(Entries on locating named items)
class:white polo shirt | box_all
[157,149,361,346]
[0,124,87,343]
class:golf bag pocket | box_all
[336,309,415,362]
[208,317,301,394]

• SHORT TASK:
Reproduce every line of the material above word for word, with nothing changed.

• SOLUTION FOR THIS EXERCISE:
class:white polo shirt | box_all
[157,149,361,346]
[0,124,87,343]
class:golf bag pocket | box_all
[336,309,415,362]
[208,317,301,394]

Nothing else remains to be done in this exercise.